Coordinate annotation records
....

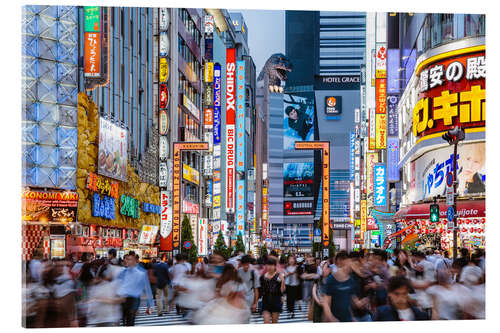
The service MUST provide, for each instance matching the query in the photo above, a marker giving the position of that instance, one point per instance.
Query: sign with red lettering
(452, 92)
(230, 128)
(92, 55)
(49, 206)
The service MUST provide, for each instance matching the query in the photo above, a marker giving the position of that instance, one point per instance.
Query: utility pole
(453, 137)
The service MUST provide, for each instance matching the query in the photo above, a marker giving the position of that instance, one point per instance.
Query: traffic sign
(450, 213)
(449, 179)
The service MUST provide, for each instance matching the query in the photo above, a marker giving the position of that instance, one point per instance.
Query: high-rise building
(327, 70)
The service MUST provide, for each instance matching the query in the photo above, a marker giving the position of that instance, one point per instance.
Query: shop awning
(465, 209)
(80, 249)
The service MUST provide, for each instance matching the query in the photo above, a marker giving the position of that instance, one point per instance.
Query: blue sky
(266, 34)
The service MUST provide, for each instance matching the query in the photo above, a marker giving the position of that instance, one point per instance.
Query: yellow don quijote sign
(451, 91)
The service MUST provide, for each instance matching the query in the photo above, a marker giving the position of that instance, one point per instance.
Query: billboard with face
(298, 118)
(429, 171)
(298, 179)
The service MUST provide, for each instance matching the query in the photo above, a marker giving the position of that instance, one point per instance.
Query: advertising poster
(92, 54)
(380, 183)
(333, 106)
(217, 103)
(92, 18)
(371, 159)
(297, 120)
(49, 206)
(240, 207)
(166, 214)
(230, 127)
(392, 116)
(352, 157)
(240, 116)
(452, 93)
(429, 176)
(392, 159)
(113, 140)
(298, 179)
(371, 129)
(190, 174)
(300, 207)
(164, 18)
(163, 70)
(381, 61)
(148, 234)
(202, 237)
(381, 96)
(381, 131)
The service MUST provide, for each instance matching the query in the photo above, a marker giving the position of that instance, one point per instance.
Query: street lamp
(453, 137)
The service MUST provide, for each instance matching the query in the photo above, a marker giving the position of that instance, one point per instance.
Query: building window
(474, 25)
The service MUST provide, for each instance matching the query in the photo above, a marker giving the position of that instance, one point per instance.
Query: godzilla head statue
(276, 67)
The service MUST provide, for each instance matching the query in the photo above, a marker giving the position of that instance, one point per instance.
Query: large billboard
(392, 159)
(298, 179)
(217, 103)
(380, 183)
(230, 127)
(428, 178)
(240, 116)
(452, 93)
(113, 140)
(298, 118)
(240, 207)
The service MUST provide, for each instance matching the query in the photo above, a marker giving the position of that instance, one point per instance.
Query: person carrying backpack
(251, 281)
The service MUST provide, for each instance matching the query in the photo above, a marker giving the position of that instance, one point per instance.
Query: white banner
(166, 214)
(203, 237)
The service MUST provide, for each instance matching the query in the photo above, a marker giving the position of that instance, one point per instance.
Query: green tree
(240, 246)
(187, 235)
(220, 246)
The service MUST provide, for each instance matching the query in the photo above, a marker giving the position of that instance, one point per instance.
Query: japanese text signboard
(92, 55)
(240, 207)
(112, 157)
(381, 131)
(380, 183)
(392, 159)
(392, 116)
(230, 127)
(240, 116)
(178, 148)
(381, 61)
(217, 103)
(166, 221)
(324, 146)
(49, 206)
(203, 237)
(92, 18)
(452, 92)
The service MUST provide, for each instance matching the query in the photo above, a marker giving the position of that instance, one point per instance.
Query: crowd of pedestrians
(356, 286)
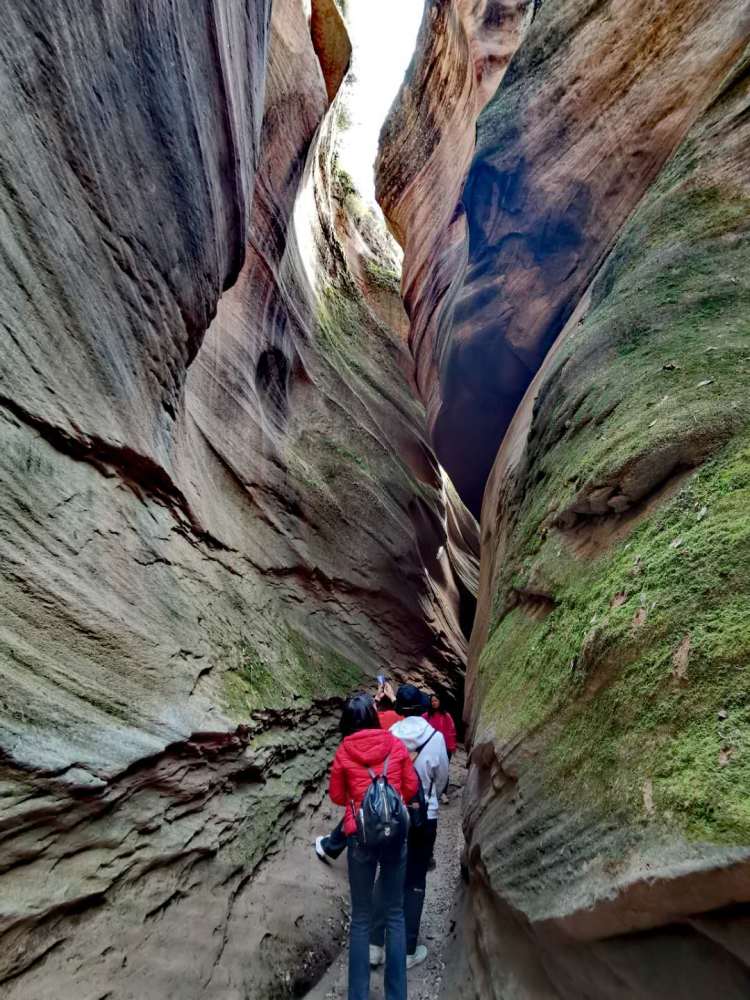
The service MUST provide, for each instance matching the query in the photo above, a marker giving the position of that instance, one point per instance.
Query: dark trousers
(363, 867)
(421, 844)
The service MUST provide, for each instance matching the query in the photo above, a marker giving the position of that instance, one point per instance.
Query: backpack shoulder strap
(423, 745)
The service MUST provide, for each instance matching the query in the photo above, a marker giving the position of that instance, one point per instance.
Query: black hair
(359, 713)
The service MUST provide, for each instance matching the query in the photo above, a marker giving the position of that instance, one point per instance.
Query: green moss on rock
(635, 673)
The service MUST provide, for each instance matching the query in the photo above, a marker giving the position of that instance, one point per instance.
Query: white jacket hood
(412, 731)
(432, 763)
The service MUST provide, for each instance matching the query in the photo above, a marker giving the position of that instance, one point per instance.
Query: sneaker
(377, 955)
(420, 954)
(321, 851)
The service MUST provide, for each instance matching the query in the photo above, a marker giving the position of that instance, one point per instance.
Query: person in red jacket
(443, 722)
(366, 747)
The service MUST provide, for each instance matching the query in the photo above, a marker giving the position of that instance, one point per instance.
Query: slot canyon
(262, 443)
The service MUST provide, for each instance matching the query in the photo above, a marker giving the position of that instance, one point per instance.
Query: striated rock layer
(219, 510)
(607, 212)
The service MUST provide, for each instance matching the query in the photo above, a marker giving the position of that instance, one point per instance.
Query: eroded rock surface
(607, 824)
(606, 212)
(219, 509)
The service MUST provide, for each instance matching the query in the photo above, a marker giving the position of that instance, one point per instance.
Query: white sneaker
(377, 955)
(420, 954)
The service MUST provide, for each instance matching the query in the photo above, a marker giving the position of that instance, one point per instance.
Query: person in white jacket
(430, 757)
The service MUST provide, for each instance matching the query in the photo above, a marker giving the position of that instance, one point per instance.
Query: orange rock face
(219, 510)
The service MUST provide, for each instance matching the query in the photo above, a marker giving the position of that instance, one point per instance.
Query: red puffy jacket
(350, 778)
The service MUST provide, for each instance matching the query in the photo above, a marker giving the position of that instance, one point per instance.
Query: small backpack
(381, 819)
(419, 804)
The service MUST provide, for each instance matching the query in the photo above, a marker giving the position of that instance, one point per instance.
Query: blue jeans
(421, 844)
(363, 866)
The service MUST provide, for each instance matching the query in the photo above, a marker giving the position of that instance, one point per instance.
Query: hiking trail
(425, 980)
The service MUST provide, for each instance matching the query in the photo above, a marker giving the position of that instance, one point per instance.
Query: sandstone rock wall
(219, 510)
(605, 212)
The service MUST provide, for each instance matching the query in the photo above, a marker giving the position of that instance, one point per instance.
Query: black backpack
(381, 819)
(419, 804)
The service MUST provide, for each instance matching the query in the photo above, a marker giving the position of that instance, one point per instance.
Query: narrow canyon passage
(272, 425)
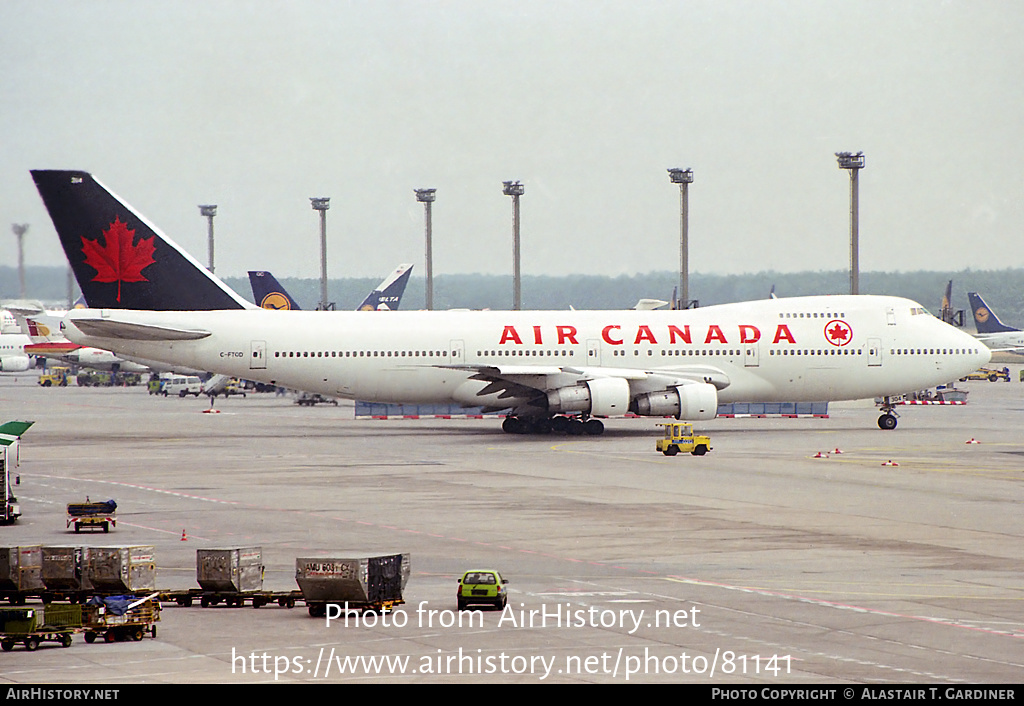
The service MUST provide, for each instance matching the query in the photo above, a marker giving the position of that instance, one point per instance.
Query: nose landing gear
(888, 419)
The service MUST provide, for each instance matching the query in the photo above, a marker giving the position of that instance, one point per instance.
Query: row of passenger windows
(363, 354)
(569, 353)
(535, 354)
(812, 316)
(932, 351)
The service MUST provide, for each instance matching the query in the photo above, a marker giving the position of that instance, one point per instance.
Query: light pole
(209, 211)
(684, 177)
(853, 163)
(426, 197)
(19, 230)
(515, 190)
(322, 204)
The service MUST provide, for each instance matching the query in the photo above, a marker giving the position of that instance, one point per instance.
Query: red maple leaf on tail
(119, 260)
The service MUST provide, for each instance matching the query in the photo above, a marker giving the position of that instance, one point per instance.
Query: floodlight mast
(427, 197)
(684, 177)
(853, 163)
(322, 204)
(209, 211)
(19, 230)
(515, 190)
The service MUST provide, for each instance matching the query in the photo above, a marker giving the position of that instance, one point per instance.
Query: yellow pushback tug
(679, 437)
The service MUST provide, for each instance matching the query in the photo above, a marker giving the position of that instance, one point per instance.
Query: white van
(182, 385)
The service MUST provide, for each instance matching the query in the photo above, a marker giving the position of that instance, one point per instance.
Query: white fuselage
(803, 348)
(12, 356)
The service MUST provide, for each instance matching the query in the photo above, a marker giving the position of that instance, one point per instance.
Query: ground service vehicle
(30, 626)
(680, 437)
(10, 434)
(990, 374)
(482, 587)
(92, 515)
(182, 385)
(120, 618)
(56, 377)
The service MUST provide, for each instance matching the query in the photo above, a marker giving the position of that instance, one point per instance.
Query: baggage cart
(20, 573)
(31, 626)
(365, 583)
(92, 515)
(121, 618)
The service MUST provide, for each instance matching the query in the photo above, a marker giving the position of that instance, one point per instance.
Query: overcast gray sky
(258, 106)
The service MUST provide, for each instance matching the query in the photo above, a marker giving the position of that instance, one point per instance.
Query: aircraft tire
(512, 425)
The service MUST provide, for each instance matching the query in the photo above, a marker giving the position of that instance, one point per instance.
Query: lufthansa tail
(984, 318)
(119, 258)
(268, 293)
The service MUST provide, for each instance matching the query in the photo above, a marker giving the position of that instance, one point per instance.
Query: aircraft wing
(559, 387)
(110, 328)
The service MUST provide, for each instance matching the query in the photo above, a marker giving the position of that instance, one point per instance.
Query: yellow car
(481, 587)
(680, 437)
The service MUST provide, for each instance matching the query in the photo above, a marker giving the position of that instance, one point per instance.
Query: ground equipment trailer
(20, 573)
(680, 437)
(31, 626)
(232, 576)
(92, 515)
(364, 583)
(121, 617)
(207, 598)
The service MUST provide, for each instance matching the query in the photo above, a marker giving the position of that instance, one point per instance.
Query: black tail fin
(120, 259)
(985, 320)
(387, 296)
(268, 293)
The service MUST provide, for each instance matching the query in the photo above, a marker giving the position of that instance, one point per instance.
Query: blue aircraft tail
(984, 318)
(119, 258)
(387, 296)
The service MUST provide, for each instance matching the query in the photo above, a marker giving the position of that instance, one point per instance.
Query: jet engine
(608, 397)
(14, 364)
(694, 403)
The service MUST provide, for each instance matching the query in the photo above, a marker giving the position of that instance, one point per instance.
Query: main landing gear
(888, 419)
(572, 426)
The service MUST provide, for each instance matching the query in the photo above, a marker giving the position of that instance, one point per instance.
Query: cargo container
(65, 572)
(231, 569)
(122, 569)
(365, 583)
(20, 572)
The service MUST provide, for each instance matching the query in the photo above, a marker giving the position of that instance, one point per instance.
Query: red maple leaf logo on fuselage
(118, 259)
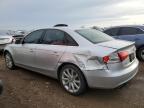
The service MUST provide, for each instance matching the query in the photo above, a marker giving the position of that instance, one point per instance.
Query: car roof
(136, 26)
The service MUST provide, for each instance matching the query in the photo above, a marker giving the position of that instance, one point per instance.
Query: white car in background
(6, 39)
(79, 58)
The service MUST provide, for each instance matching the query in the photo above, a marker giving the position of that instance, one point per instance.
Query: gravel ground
(26, 89)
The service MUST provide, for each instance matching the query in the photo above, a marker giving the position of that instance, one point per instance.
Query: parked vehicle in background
(133, 33)
(1, 87)
(79, 58)
(8, 39)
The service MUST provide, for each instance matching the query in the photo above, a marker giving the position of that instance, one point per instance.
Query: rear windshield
(94, 36)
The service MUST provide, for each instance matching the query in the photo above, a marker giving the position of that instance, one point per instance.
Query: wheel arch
(68, 63)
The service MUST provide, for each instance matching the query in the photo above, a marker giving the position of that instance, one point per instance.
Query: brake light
(123, 55)
(115, 57)
(106, 59)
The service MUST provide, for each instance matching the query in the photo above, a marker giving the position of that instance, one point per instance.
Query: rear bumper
(110, 79)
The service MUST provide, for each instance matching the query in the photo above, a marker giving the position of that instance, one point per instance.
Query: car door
(113, 32)
(24, 52)
(49, 52)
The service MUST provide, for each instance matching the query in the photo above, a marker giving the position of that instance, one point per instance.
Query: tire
(72, 80)
(140, 54)
(9, 61)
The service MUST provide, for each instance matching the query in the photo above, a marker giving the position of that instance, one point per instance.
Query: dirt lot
(26, 89)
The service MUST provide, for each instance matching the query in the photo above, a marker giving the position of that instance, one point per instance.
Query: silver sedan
(79, 58)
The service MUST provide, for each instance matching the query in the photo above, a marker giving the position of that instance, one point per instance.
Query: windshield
(94, 36)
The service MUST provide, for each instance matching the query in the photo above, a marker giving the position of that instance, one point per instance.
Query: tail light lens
(115, 57)
(106, 59)
(123, 55)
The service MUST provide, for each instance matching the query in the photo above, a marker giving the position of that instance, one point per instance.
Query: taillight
(106, 59)
(115, 57)
(123, 55)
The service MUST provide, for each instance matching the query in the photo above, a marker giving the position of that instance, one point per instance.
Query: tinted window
(112, 31)
(54, 37)
(70, 41)
(129, 31)
(33, 37)
(139, 31)
(94, 36)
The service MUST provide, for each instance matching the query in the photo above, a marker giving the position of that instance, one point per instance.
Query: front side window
(112, 31)
(54, 37)
(33, 37)
(128, 31)
(94, 36)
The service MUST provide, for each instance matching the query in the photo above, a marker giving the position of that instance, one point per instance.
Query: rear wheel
(72, 80)
(9, 61)
(140, 53)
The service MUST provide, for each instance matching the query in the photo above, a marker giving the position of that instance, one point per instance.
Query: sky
(33, 14)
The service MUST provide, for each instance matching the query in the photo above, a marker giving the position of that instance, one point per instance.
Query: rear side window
(112, 31)
(33, 37)
(54, 37)
(58, 37)
(94, 36)
(130, 31)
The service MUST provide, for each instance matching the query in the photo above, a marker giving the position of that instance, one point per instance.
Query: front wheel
(72, 80)
(9, 61)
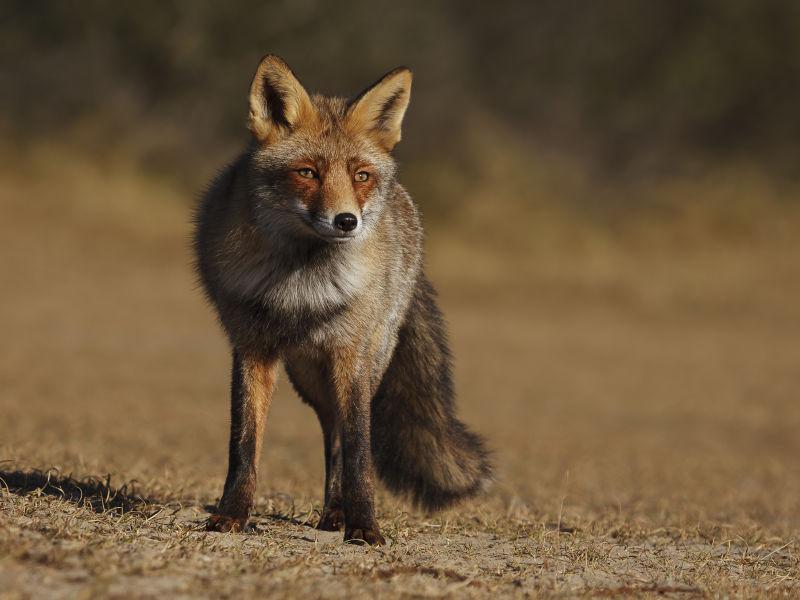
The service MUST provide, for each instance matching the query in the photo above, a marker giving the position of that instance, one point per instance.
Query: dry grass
(641, 399)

....

> EXERCISE DIRECTIONS: Extract every line in the items above that contains the string "blue". Matches must have the same capitalization.

> PROBLEM SOLUTION:
Query: blue sky
Query: blue jeans
Query: blue aircraft tail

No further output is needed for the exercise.